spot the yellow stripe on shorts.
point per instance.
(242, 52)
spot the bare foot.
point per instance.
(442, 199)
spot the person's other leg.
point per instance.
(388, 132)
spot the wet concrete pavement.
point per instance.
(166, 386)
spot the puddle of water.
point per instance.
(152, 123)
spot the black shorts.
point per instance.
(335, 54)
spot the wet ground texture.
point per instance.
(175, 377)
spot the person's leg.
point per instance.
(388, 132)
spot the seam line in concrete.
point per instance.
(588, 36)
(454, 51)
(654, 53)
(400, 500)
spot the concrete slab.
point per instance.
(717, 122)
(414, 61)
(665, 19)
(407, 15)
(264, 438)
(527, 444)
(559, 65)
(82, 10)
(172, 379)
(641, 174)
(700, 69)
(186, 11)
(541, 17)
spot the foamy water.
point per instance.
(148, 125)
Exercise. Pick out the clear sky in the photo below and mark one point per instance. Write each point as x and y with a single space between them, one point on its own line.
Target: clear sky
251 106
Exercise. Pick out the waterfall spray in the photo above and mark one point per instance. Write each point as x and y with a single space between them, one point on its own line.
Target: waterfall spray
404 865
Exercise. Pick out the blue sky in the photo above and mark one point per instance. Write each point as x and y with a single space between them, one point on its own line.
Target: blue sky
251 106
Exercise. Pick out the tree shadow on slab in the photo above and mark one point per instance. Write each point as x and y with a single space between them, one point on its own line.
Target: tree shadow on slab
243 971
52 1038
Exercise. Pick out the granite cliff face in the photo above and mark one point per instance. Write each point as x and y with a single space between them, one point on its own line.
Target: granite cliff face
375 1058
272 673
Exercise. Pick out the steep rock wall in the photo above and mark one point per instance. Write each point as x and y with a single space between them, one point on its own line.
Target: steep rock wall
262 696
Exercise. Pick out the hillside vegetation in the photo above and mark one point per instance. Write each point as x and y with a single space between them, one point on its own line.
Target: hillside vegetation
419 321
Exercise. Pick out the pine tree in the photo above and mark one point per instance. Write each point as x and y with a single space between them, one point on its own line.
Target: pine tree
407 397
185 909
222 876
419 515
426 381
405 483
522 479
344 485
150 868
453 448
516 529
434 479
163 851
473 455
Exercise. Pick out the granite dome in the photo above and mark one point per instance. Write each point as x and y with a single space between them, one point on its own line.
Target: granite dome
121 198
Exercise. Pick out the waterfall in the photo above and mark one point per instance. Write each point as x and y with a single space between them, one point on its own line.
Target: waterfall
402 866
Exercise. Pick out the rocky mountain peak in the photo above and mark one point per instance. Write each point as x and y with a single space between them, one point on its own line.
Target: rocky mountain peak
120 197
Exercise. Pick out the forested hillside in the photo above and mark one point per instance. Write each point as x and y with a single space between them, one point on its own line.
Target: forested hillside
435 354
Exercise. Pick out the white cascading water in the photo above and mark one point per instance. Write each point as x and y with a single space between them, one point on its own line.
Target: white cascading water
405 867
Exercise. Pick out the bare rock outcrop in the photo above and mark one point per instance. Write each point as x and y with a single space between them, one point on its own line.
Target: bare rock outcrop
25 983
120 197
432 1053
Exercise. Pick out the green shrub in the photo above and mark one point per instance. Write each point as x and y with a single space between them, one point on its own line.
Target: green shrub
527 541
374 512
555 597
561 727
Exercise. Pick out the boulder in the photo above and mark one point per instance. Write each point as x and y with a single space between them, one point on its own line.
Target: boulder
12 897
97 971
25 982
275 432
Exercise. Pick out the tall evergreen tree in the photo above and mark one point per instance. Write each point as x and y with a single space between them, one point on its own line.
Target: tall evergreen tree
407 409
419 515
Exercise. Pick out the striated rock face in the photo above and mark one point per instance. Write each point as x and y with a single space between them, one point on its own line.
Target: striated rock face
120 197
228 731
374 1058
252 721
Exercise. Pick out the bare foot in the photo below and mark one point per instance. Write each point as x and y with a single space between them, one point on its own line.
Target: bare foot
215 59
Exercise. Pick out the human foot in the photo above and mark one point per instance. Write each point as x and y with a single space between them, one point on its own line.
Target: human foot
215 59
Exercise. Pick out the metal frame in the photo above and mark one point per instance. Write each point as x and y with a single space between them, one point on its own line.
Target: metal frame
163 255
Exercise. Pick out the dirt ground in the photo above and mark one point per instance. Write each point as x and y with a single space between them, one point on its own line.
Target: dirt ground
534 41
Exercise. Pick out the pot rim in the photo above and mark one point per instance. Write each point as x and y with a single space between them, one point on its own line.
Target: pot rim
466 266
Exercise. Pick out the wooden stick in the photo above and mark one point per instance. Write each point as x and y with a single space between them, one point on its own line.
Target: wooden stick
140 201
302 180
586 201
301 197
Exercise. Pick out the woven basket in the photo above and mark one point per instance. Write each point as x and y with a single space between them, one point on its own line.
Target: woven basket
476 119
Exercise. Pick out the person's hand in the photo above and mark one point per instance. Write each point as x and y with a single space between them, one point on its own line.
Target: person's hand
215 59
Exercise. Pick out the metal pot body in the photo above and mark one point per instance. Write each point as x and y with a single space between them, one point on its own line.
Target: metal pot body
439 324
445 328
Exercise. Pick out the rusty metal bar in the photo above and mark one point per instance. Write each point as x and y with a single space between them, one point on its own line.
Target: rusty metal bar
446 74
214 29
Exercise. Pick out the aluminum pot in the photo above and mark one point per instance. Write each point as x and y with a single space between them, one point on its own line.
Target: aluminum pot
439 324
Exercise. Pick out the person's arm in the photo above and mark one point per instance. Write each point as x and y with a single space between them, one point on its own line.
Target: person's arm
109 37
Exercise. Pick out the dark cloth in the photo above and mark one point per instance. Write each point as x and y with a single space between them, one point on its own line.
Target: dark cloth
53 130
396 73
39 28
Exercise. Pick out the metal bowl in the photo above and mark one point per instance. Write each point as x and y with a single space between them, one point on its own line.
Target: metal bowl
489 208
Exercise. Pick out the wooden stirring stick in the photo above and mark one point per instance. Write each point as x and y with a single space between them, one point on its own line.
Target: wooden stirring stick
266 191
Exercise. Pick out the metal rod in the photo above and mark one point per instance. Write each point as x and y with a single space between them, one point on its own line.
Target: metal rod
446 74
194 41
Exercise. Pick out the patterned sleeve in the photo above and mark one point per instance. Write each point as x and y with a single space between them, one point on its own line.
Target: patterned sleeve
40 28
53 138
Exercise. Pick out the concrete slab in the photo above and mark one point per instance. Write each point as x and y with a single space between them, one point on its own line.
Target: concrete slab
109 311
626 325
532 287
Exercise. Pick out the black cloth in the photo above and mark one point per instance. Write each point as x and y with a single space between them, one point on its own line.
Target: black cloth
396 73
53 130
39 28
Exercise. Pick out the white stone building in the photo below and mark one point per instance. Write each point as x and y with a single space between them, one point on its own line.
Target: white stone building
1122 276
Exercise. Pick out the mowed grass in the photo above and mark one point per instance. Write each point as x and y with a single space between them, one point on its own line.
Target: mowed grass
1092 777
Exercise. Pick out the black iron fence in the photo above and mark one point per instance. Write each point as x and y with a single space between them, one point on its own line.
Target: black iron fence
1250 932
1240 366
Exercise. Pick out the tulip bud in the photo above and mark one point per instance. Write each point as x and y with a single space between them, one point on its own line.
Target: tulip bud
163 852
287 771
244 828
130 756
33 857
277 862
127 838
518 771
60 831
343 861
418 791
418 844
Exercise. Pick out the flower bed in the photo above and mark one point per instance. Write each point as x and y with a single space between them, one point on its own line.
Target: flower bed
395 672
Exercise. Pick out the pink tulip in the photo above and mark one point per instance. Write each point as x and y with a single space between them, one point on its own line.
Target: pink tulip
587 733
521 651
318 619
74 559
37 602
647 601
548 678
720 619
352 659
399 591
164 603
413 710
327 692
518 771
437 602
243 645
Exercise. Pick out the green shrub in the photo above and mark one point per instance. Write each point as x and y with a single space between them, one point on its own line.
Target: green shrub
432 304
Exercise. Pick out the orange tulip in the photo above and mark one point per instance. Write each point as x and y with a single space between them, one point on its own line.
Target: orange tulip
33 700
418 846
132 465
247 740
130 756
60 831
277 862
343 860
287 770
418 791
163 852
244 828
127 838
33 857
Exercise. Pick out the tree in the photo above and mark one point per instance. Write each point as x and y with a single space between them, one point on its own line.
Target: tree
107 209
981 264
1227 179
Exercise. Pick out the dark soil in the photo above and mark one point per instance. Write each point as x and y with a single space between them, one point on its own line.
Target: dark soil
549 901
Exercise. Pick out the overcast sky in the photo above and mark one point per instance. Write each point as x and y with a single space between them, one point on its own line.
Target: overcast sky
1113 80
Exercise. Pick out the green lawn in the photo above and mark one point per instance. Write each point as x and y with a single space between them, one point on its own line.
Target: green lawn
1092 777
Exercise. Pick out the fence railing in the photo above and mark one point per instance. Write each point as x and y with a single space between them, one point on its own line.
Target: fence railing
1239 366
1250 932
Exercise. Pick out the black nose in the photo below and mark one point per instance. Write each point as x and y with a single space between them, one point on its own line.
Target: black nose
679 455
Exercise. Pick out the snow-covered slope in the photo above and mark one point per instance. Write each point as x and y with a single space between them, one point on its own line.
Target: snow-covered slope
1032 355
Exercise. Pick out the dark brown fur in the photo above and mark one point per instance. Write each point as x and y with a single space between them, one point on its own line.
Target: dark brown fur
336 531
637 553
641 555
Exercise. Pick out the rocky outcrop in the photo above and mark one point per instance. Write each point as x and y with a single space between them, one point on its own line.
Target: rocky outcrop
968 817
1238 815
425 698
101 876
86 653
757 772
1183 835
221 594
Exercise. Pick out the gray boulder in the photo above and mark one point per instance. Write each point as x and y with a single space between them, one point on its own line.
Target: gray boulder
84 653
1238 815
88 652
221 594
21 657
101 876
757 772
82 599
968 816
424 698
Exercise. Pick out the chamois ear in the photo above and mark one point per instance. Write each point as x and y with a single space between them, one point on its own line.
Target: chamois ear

Description of the task
Recast everything from the line containing "Exercise. Pick out the rocky outcrop" down to the end of the records as a Markdown table with the columns Row and Line. Number each row and leave out blank lines.

Task answer
| Row | Line |
|---|---|
| 1 | Exercise. Pick out the rocky outcrop in the photo above and mark one point per instance. Write each point as x and y with a single space between them, one point on its own line. |
| 2 | Target: rocky outcrop |
| 3 | 968 817 |
| 4 | 1238 815 |
| 5 | 425 698 |
| 6 | 101 876 |
| 7 | 86 653 |
| 8 | 757 772 |
| 9 | 1183 835 |
| 10 | 221 594 |
| 11 | Exercise. Pick out the gray boulder in the photo above and mark one point per instance. Write each point as x and y with a single space between them, one point on its own line. |
| 12 | Target: gray boulder |
| 13 | 84 653 |
| 14 | 1238 815 |
| 15 | 88 652 |
| 16 | 221 594 |
| 17 | 21 657 |
| 18 | 101 876 |
| 19 | 757 772 |
| 20 | 82 599 |
| 21 | 968 816 |
| 22 | 424 698 |
| 23 | Exercise. Pick out the chamois ear in the photo above and mark one point per instance. Write each point as x and y with a single space between them, one point on its own line. |
| 24 | Target: chamois ear |